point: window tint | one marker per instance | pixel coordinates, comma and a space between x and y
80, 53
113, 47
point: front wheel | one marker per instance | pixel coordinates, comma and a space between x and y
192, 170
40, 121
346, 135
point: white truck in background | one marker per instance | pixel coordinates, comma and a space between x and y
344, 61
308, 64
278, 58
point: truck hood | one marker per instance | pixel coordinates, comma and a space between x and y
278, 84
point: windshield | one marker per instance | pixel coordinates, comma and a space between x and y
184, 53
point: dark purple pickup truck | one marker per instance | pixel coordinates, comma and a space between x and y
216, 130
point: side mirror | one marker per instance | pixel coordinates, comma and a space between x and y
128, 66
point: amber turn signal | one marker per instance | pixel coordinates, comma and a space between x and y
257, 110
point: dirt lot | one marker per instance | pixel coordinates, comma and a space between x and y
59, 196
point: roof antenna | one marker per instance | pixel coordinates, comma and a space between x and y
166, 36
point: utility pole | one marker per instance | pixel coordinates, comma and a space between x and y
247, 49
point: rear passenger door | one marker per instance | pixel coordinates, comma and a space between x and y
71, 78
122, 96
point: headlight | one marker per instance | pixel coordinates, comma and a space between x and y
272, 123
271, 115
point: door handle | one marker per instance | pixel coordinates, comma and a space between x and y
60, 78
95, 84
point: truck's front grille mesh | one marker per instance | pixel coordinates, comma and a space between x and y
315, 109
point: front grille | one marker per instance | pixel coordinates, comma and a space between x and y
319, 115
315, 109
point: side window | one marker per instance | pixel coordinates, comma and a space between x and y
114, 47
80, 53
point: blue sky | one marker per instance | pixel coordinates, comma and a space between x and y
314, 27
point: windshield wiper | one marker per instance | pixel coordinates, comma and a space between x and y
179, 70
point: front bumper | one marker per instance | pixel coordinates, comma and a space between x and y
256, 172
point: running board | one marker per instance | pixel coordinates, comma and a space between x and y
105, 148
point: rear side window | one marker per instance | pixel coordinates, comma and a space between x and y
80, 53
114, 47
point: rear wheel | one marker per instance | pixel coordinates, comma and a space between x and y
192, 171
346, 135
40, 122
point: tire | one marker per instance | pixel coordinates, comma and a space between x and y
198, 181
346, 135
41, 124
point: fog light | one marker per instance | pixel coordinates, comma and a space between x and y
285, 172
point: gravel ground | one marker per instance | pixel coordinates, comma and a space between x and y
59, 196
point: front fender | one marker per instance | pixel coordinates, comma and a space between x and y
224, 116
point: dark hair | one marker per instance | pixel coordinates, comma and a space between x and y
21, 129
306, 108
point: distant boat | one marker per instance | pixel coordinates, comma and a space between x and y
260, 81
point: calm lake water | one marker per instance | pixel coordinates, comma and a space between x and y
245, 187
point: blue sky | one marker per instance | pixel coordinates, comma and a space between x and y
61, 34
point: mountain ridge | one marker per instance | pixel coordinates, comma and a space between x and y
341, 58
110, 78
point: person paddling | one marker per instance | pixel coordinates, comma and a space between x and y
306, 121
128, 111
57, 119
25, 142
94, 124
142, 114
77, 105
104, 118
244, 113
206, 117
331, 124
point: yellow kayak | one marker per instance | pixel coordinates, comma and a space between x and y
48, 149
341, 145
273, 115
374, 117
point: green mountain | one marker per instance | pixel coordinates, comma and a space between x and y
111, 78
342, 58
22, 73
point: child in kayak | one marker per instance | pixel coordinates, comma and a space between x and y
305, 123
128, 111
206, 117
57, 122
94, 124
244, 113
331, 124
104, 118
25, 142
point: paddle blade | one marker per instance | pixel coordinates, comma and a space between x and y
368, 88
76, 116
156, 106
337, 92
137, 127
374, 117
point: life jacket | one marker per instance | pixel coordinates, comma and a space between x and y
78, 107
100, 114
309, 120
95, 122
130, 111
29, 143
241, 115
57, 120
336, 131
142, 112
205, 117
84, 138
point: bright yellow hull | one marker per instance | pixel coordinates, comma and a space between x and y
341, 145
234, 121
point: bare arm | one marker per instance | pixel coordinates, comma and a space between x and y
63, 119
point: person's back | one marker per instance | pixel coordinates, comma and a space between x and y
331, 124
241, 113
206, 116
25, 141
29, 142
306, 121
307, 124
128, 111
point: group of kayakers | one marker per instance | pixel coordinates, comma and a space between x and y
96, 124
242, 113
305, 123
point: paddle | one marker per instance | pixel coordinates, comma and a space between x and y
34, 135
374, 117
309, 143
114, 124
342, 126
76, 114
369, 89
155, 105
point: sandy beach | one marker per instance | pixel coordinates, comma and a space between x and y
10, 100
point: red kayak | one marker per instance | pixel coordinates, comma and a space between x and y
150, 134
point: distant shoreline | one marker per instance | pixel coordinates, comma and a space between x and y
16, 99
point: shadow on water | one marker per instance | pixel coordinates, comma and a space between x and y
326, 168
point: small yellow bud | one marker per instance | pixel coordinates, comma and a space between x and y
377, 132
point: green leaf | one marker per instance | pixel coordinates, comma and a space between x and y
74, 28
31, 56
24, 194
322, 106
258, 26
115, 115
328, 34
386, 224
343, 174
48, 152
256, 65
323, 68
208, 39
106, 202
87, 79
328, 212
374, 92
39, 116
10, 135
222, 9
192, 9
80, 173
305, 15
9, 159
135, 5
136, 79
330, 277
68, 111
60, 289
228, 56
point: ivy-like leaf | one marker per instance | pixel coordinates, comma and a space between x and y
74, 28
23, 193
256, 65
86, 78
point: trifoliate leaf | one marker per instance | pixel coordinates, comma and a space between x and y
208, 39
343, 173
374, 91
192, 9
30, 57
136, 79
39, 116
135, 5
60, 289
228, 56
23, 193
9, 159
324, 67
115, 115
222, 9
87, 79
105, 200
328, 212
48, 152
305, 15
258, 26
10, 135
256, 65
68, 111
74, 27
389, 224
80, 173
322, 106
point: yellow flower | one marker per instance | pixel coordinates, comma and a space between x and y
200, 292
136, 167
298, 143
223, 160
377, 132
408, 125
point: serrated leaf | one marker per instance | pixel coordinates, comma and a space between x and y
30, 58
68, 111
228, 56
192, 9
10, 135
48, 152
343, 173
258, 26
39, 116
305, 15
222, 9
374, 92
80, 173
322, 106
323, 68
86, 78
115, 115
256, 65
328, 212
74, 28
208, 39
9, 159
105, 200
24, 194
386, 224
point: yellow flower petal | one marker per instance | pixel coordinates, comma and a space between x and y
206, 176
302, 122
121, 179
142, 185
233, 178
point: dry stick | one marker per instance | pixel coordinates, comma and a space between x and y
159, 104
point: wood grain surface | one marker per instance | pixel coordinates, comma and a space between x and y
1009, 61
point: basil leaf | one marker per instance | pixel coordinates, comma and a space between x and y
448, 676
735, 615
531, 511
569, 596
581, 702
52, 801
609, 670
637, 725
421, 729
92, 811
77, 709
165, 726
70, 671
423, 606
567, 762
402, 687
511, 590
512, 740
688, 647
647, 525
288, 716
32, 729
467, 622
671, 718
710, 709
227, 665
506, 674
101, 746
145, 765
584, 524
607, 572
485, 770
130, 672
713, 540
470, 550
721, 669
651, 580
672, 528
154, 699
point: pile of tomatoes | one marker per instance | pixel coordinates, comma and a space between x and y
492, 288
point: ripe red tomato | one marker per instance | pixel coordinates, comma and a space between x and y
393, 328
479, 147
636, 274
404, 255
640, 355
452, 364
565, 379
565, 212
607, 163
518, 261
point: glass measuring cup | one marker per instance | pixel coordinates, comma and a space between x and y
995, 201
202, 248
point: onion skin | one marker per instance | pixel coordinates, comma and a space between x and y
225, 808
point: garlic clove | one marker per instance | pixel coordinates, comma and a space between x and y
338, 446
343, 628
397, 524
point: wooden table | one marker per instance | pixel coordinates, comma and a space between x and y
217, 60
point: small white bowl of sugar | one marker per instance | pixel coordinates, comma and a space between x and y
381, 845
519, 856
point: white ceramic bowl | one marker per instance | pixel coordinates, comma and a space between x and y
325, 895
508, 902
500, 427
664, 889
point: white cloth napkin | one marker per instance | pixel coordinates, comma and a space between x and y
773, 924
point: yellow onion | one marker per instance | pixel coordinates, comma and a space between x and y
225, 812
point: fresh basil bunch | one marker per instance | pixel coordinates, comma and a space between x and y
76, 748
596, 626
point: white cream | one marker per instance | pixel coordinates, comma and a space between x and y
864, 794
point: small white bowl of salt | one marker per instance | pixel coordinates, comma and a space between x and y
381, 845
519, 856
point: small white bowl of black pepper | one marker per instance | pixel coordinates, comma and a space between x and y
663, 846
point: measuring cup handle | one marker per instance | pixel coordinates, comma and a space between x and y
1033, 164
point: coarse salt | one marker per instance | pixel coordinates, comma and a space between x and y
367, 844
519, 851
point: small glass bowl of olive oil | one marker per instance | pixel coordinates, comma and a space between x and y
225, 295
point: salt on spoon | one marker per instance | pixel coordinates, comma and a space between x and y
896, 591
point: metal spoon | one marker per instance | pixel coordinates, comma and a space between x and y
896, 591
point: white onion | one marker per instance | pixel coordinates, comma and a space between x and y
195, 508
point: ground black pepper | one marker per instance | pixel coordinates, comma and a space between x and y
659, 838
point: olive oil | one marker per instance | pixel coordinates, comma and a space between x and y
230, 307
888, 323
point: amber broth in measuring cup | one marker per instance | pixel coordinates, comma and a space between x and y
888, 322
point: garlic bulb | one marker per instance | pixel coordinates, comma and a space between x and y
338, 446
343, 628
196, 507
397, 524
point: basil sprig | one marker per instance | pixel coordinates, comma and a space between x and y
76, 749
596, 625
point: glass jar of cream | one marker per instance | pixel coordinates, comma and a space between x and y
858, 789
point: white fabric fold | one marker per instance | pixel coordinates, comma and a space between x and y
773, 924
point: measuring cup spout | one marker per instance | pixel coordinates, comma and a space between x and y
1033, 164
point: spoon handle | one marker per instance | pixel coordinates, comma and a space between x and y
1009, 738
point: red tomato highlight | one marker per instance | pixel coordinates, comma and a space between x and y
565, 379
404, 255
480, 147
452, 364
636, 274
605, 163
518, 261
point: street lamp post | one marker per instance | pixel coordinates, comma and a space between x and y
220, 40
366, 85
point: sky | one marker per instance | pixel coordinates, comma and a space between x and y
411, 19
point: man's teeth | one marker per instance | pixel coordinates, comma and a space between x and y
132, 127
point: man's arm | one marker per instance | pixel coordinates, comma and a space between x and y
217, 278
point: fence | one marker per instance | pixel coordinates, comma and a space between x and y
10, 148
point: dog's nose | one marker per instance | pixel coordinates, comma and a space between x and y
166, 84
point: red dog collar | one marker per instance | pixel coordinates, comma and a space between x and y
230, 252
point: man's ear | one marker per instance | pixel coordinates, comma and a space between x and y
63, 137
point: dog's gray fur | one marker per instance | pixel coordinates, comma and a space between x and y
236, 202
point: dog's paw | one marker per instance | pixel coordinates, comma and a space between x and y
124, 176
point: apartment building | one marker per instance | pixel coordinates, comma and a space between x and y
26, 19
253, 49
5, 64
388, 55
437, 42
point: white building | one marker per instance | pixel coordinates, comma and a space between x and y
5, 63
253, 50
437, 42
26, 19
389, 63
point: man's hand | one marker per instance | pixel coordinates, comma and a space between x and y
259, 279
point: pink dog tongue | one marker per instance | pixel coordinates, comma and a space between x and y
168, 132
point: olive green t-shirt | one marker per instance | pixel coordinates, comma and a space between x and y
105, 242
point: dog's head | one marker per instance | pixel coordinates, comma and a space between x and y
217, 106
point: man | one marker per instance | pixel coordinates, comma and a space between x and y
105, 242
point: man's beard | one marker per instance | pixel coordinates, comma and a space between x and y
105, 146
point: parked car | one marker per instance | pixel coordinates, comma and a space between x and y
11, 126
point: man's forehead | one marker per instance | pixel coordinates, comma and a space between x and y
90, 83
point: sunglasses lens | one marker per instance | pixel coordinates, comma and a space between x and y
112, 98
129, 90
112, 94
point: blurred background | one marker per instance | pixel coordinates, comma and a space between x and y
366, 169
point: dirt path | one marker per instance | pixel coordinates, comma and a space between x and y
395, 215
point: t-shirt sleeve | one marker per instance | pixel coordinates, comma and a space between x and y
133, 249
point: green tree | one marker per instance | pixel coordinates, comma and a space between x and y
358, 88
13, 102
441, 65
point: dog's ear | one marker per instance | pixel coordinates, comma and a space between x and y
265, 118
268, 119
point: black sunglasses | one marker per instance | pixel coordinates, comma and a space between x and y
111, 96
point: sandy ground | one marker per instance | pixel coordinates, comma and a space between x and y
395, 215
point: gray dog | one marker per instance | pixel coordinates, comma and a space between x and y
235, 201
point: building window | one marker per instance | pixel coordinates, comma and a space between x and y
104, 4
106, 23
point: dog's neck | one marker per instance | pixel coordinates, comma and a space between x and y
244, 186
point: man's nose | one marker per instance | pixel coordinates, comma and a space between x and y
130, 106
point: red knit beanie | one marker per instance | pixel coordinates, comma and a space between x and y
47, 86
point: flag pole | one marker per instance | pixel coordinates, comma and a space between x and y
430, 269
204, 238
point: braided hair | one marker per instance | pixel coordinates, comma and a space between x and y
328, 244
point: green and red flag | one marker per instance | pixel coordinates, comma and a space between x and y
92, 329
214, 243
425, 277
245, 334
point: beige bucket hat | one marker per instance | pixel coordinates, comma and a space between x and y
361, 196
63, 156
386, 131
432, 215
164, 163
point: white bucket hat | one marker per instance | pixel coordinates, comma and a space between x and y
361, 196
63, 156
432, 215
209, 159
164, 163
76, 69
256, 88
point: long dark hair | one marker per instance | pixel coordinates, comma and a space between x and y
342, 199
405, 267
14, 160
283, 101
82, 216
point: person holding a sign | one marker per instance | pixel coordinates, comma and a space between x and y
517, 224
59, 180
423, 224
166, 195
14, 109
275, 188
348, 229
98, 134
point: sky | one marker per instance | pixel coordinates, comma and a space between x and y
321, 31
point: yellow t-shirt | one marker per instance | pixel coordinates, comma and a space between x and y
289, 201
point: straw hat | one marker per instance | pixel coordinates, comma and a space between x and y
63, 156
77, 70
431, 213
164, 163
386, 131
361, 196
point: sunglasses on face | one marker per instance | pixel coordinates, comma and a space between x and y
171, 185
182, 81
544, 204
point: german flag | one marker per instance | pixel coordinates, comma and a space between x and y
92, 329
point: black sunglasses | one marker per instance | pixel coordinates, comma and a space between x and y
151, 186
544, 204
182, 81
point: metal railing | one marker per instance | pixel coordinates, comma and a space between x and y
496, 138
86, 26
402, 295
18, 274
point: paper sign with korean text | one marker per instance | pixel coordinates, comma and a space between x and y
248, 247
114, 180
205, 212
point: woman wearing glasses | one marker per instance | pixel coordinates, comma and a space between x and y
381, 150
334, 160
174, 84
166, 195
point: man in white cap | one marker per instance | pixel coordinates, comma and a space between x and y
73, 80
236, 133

#### [PROBLEM DESCRIPTION]
The line containing "point: white bucket" marks the start; retype it and each line after it through the end of the records above, exactly.

#### [ANSWER TO THE EXERCISE]
point: white bucket hat | one marker per instance | pixel coordinates, comma and a space between x and y
361, 196
63, 156
432, 215
209, 159
164, 163
76, 69
256, 88
point: long dark hair | one marker per instance | pixel coordinates, comma and a space between x and y
342, 199
405, 267
14, 160
283, 101
82, 216
point: person holding a sign | one marker per instance | pixel coordinates, comma and a space between x and y
517, 224
59, 180
423, 224
166, 195
14, 109
275, 188
348, 229
98, 134
point: sky | one marker per instance | pixel coordinates, comma and a space between x and y
321, 31
point: yellow t-shirt | one marker per instance | pixel coordinates, comma and a space between x and y
289, 201
point: straw hat | one marker per instance | pixel coordinates, comma and a space between x and y
63, 156
77, 70
431, 213
164, 163
386, 131
361, 196
point: sunglasses on face | one marker per instance | pixel coordinates, comma and a space between x and y
171, 185
182, 81
544, 204
point: german flag | one marker per instance | pixel coordinates, comma and a space between x and y
92, 329
point: black sunglasses | one marker per instance | pixel coordinates, comma and a space between x and y
151, 186
544, 204
182, 81
point: metal railing | one marker per instance | pixel coordinates, comma and a space between x and y
496, 138
86, 26
402, 295
18, 274
point: paper sign with korean text | one marker per instance | pixel coordinates, comma and a space between x and y
248, 247
114, 180
205, 212
point: woman wearing glasses | one marker per instance | pixel coordinates, comma and a space between x and y
381, 150
334, 160
174, 84
166, 195
point: man in white cap | one marker per instance | pixel coordinates, comma and a space between x and y
73, 80
236, 133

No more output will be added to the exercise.